Source document >>
--
Whilst the majority of customer transactions were denominated in US Dollars, the Group had exposure to a number of foreign currencies throughout the year. The effects of foreign exchange recognised in the income statement amounted to a profit £219k (2012: profit £160k).

Gross profit recorded was £17.56m representing an increase of over to 8% against the prior year (2012: £16.21m) and the overall gross margin remained stable at 69%.

The figure recorded for the Group's distribution and administration expenses shows an overall reduction to £12.74m from £13.05m in the previous year. The main reason for the comparative decrease is a reduction in the amortisation of development costs to £2.52m (2012: £2.94m). A constant amortisation charge year on year would have seen overall expenses at £13.17m which is a better reflection of the fact that real costs increased over the period.

At the operating level, and prior to the effects of other operating income, profits rose by 52% to £4.82m (2012: £3.16m) representing a record achievement for the Group.

Other operating income consists mainly of EU grant funding and rental income from Group-owned industrial properties that are surplus to operational requirements. The level of EU funding reduced from £206k in 2012 to £71k this year whilst the level of rental income also fell to £117k (£2012: £166k) reflecting the lack of a full year contribution from new tenants.

The Group's improved cash position led to net finance income of £25k (2012 net expense of £30k) excluding pensions effects.

Profit before taxation rose by 28% to total £5.07m (2012: £3.95m).
--
Material provided >>
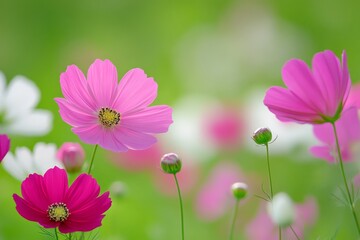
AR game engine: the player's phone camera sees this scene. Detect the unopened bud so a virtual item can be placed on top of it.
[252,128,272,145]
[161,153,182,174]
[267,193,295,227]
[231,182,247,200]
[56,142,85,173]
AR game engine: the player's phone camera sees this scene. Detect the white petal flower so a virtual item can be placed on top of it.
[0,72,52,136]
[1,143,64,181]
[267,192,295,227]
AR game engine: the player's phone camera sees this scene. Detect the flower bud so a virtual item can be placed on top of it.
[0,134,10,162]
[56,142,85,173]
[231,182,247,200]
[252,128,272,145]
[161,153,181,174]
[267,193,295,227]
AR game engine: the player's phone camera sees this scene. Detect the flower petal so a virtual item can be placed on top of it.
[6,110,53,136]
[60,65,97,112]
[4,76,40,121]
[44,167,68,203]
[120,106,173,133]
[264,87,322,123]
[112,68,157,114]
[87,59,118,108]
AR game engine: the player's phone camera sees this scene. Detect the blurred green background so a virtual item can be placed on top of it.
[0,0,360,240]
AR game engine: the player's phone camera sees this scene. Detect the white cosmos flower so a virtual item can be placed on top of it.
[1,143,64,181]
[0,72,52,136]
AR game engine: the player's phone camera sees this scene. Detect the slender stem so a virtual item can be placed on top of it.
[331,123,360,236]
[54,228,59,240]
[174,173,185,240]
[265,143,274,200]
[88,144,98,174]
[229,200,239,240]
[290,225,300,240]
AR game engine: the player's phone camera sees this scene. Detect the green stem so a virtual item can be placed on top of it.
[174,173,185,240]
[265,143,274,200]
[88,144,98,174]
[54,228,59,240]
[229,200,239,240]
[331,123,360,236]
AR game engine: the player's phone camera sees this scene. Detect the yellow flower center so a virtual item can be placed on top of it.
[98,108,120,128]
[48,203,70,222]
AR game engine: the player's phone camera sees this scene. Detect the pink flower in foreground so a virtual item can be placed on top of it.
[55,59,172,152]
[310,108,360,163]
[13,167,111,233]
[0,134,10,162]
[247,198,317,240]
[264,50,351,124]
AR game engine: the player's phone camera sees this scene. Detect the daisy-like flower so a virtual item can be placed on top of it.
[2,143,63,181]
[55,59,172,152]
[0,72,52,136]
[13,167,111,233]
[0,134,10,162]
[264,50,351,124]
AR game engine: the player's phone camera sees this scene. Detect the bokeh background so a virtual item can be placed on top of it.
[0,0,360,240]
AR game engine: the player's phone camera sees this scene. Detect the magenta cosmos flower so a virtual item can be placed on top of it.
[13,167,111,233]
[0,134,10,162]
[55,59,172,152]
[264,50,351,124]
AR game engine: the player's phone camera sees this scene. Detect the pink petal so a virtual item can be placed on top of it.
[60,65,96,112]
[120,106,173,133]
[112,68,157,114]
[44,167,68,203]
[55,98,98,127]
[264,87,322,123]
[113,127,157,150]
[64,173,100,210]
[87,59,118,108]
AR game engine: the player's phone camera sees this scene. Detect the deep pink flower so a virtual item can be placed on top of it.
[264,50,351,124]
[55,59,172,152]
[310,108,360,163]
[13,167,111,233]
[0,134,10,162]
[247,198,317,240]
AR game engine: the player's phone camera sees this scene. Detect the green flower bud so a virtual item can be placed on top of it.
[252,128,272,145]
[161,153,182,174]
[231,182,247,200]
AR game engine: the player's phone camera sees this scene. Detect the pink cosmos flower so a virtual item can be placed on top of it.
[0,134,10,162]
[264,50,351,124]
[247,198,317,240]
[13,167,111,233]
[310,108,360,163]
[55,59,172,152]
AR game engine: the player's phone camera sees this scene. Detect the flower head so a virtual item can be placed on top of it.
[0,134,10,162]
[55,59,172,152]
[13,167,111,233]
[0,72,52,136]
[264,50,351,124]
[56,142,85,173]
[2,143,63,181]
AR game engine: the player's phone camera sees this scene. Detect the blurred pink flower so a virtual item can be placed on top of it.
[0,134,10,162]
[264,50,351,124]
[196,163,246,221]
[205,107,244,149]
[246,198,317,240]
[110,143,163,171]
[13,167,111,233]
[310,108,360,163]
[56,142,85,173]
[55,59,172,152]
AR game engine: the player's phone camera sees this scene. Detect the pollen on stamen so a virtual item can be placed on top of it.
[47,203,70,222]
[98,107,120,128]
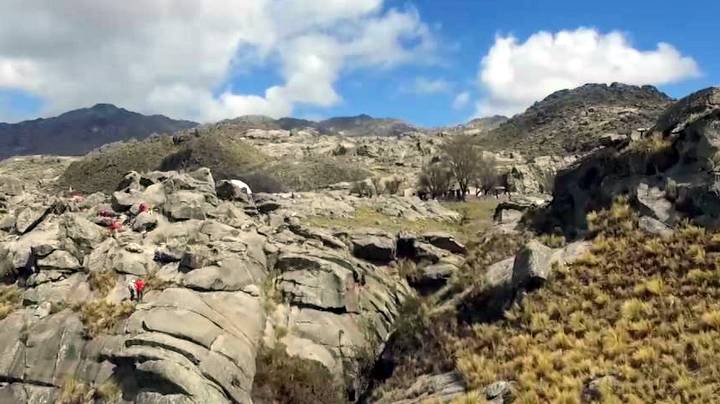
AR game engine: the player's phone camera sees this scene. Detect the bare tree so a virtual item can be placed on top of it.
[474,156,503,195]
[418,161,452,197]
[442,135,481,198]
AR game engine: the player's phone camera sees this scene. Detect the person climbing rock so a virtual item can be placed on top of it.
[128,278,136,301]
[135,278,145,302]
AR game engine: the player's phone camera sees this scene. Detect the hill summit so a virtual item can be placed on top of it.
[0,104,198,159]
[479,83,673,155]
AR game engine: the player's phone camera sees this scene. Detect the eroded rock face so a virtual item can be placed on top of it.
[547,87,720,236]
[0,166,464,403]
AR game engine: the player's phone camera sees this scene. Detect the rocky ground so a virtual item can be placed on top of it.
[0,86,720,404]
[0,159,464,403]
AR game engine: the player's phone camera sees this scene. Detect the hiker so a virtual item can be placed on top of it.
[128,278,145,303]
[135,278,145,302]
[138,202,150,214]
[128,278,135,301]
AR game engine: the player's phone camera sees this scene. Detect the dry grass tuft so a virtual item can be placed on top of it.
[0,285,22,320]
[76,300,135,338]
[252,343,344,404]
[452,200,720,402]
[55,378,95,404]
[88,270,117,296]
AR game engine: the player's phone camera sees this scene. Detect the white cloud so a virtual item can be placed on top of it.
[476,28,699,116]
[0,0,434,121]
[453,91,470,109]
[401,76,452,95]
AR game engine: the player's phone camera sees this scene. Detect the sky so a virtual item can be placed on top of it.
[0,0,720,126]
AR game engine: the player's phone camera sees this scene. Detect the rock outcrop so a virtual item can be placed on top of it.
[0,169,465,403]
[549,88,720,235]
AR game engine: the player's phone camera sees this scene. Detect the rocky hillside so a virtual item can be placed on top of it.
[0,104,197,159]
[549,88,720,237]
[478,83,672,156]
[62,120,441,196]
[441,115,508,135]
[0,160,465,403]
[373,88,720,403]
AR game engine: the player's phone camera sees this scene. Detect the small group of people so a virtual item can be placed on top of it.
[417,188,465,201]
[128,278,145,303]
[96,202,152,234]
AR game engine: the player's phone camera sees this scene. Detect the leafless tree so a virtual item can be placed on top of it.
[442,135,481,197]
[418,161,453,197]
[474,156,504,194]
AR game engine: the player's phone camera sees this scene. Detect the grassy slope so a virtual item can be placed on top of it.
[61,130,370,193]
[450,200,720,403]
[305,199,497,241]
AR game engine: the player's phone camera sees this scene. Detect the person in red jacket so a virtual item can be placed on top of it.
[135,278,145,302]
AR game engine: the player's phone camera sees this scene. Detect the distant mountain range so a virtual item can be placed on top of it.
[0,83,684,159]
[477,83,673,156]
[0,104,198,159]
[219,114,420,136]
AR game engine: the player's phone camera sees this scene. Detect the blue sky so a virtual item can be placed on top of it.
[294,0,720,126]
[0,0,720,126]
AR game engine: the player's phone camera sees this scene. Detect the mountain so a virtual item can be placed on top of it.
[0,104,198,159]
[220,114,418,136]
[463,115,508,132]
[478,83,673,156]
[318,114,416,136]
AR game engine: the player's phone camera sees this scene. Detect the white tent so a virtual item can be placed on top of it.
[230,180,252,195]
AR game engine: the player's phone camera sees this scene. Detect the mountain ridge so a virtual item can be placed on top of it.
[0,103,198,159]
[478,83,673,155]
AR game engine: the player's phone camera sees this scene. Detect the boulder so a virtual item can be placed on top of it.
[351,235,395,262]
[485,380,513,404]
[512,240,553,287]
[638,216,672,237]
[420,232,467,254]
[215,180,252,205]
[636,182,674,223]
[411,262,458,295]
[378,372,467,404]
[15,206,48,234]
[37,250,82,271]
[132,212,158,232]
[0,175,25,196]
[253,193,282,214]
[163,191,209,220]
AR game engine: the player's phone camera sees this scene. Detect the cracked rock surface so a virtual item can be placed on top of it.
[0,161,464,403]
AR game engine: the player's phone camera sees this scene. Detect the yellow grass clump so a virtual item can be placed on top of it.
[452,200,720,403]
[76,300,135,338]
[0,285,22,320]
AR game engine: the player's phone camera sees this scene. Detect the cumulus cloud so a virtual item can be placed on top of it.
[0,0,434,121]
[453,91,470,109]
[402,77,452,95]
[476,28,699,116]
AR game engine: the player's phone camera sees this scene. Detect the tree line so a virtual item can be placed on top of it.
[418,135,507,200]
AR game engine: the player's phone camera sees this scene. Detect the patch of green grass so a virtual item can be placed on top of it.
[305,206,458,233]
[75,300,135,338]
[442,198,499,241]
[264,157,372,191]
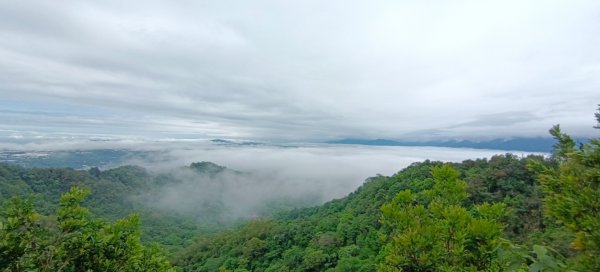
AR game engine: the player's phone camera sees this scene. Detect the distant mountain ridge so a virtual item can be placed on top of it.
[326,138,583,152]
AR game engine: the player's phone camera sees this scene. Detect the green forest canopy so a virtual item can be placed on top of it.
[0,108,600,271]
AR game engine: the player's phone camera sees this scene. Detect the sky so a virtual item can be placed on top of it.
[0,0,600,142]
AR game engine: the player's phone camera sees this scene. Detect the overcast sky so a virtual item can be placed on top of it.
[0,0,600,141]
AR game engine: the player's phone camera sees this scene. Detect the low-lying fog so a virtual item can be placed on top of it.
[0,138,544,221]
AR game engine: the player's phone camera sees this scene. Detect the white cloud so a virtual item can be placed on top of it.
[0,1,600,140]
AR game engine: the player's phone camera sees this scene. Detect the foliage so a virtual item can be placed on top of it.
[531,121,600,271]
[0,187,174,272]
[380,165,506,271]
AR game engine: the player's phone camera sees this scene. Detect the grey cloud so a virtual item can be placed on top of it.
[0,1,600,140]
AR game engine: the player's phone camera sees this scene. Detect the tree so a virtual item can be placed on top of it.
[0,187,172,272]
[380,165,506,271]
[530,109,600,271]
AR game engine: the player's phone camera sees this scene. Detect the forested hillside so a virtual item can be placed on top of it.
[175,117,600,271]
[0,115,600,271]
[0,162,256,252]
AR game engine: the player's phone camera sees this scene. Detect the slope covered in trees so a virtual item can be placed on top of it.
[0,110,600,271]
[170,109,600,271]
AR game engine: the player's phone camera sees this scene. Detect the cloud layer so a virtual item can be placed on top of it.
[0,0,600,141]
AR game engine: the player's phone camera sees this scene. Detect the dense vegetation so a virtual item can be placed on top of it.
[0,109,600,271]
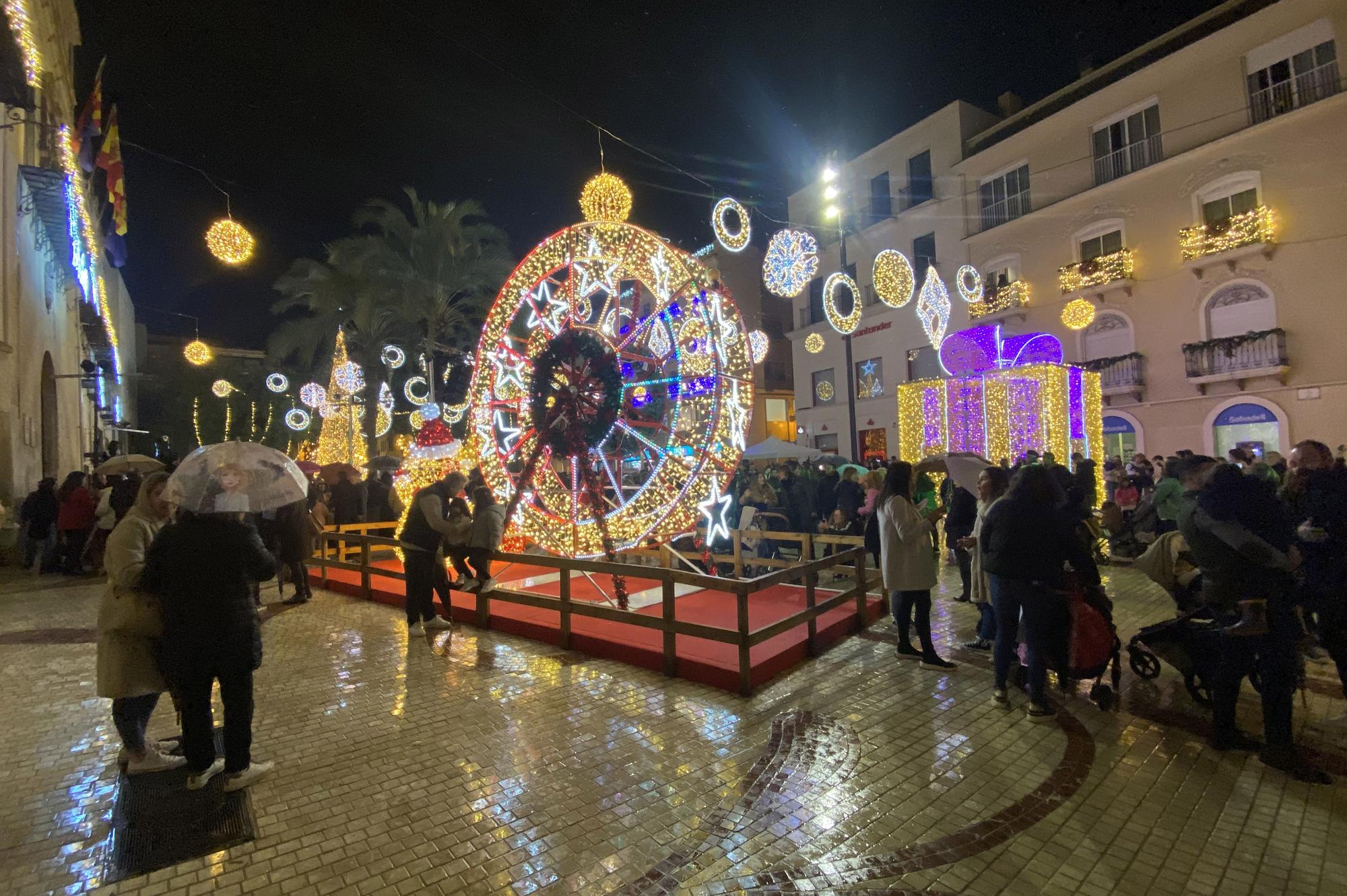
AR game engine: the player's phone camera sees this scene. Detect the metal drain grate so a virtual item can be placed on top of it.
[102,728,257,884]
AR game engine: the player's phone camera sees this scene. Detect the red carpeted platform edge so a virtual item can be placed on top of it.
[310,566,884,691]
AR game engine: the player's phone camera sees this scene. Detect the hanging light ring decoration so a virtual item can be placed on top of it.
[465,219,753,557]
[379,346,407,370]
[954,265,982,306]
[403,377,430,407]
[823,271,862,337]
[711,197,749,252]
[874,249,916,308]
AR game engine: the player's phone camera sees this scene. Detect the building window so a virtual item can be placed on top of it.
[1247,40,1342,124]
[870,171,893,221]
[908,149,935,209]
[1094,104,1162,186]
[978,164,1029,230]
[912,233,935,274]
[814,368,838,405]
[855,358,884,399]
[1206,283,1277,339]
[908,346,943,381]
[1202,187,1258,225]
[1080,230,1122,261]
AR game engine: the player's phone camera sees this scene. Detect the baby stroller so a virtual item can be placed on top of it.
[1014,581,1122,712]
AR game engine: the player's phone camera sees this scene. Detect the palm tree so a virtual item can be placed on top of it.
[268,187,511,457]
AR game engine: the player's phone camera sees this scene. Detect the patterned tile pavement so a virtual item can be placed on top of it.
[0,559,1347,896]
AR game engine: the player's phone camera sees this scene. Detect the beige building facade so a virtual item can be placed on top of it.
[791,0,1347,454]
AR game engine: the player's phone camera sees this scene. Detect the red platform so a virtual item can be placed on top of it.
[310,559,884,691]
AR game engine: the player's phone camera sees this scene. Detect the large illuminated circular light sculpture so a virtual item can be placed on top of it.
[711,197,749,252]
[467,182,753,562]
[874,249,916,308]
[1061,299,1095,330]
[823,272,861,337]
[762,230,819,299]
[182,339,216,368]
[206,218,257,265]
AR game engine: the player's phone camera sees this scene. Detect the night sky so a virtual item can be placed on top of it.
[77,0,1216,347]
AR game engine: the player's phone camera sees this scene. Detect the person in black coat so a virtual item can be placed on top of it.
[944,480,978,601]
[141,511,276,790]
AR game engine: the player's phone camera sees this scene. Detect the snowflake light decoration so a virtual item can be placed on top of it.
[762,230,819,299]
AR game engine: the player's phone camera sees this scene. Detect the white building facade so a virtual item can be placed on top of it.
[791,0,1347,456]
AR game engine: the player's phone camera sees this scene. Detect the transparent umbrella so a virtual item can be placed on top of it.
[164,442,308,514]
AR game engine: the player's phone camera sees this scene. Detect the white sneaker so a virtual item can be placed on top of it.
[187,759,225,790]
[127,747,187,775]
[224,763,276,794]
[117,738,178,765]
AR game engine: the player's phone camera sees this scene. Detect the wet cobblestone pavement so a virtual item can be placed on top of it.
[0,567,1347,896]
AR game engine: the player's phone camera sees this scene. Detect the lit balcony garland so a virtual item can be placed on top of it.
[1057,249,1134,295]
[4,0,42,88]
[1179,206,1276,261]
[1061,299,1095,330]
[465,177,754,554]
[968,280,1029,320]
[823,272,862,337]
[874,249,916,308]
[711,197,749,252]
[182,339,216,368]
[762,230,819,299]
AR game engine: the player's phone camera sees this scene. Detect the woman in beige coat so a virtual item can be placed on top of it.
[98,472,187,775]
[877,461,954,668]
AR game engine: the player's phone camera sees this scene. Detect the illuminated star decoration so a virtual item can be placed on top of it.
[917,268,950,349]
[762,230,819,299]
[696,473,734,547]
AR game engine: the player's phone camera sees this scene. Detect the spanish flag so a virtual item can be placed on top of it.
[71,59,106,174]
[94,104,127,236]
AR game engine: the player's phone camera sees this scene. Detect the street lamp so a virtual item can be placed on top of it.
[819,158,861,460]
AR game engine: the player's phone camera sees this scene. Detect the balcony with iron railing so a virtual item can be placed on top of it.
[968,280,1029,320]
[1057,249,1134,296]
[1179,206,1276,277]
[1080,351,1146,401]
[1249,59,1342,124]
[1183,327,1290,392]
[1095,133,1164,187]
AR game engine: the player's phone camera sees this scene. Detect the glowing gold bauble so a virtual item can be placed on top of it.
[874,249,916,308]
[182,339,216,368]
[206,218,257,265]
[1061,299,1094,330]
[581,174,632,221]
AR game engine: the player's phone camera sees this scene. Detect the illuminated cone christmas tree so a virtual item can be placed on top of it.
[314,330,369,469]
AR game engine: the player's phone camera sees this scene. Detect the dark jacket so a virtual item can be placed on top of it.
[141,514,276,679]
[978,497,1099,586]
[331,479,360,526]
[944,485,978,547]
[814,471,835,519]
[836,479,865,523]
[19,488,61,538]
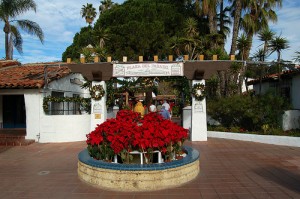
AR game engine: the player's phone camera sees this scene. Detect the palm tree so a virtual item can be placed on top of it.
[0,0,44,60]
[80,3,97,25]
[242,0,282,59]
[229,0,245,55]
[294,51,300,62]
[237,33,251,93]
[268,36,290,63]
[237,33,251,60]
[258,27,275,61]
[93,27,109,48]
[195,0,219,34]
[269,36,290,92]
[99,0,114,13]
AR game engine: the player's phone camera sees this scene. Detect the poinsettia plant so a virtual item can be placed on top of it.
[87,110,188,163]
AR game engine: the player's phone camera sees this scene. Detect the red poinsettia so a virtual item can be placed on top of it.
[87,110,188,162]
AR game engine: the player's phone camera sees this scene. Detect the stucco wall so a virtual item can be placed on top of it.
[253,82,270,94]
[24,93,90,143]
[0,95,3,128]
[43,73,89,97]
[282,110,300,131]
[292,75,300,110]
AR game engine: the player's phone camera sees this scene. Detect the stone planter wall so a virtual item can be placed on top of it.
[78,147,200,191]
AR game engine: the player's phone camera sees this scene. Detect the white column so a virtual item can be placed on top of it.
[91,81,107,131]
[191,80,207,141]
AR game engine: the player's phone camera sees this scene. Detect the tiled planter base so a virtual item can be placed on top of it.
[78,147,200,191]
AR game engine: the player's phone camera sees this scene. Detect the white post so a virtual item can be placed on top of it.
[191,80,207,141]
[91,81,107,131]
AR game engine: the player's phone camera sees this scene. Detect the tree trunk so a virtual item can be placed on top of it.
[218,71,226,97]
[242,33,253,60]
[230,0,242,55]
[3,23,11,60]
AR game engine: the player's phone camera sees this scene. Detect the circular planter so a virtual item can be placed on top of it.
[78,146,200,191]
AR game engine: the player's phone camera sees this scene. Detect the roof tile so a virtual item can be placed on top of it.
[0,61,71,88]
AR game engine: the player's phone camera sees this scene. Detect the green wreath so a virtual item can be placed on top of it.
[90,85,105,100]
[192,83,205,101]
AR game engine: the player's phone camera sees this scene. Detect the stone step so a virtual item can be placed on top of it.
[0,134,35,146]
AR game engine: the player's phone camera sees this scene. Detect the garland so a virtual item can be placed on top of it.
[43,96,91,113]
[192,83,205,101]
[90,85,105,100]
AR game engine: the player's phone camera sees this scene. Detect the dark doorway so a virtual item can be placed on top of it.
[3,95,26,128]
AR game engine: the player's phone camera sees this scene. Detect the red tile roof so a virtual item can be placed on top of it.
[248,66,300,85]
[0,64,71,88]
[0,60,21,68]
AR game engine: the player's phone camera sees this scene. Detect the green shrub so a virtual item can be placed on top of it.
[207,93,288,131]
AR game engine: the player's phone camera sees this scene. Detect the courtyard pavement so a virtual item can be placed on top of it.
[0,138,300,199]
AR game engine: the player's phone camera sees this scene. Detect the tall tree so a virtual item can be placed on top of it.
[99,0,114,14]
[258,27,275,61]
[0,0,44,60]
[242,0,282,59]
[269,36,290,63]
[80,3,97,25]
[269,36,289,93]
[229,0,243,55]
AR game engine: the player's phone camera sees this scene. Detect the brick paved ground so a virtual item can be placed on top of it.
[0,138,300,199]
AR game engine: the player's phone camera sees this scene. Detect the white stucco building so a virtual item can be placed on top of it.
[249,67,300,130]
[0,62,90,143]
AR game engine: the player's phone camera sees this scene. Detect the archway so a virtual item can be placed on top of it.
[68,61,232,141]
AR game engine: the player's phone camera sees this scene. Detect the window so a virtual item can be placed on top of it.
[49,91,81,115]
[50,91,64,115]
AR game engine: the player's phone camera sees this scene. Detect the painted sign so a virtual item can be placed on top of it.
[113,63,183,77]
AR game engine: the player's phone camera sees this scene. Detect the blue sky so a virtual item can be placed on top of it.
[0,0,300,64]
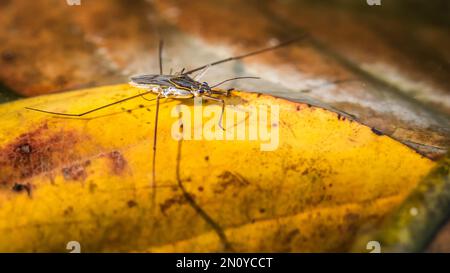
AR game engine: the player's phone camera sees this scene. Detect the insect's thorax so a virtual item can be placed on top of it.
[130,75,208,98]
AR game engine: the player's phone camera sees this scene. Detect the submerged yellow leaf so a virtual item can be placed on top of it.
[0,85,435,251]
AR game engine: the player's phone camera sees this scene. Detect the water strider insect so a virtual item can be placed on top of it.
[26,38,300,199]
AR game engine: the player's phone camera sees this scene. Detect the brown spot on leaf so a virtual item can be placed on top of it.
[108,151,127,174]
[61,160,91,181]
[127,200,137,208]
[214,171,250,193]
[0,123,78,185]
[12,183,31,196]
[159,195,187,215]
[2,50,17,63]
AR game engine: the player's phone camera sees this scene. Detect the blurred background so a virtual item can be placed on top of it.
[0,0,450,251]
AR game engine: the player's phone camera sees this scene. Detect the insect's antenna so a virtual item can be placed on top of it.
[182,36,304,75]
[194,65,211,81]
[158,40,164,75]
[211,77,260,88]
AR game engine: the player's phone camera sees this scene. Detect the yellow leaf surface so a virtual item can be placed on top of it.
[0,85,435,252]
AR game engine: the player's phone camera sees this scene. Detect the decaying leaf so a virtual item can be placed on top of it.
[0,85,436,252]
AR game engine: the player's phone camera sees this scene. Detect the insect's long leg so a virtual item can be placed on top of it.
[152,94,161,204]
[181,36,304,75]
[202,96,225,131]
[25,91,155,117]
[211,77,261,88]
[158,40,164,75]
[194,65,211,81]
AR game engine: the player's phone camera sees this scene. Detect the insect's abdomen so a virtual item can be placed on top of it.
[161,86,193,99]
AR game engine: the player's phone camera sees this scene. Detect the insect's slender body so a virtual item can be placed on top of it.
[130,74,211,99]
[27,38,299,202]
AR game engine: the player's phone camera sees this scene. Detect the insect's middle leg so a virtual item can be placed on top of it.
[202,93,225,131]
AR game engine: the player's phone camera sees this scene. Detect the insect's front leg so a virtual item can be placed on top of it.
--
Tasks to complete >>
**a.** Answer these from the financial review:
(i) What profit did foreign exchange effects contribute to the income statement this year?
(ii) To what figure did the amortisation of development costs fall?
(iii) What was the total profit before taxation?
**b.** Reproduce the financial review word for word from "At the operating" up to and including "excluding pensions effects.".

Answers per task >>
**a.**
(i) £219k
(ii) £2.52m
(iii) £5.07m

**b.**
At the operating level, and prior to the effects of other operating income, profits rose by 52% to £4.82m (2012: £3.16m) representing a record achievement for the Group.

Other operating income consists mainly of EU grant funding and rental income from Group-owned industrial properties that are surplus to operational requirements. The level of EU funding reduced from £206k in 2012 to £71k this year whilst the level of rental income also fell to £117k (£2012: £166k) reflecting the lack of a full year contribution from new tenants.

The Group's improved cash position led to net finance income of £25k (2012 net expense of £30k) excluding pensions effects.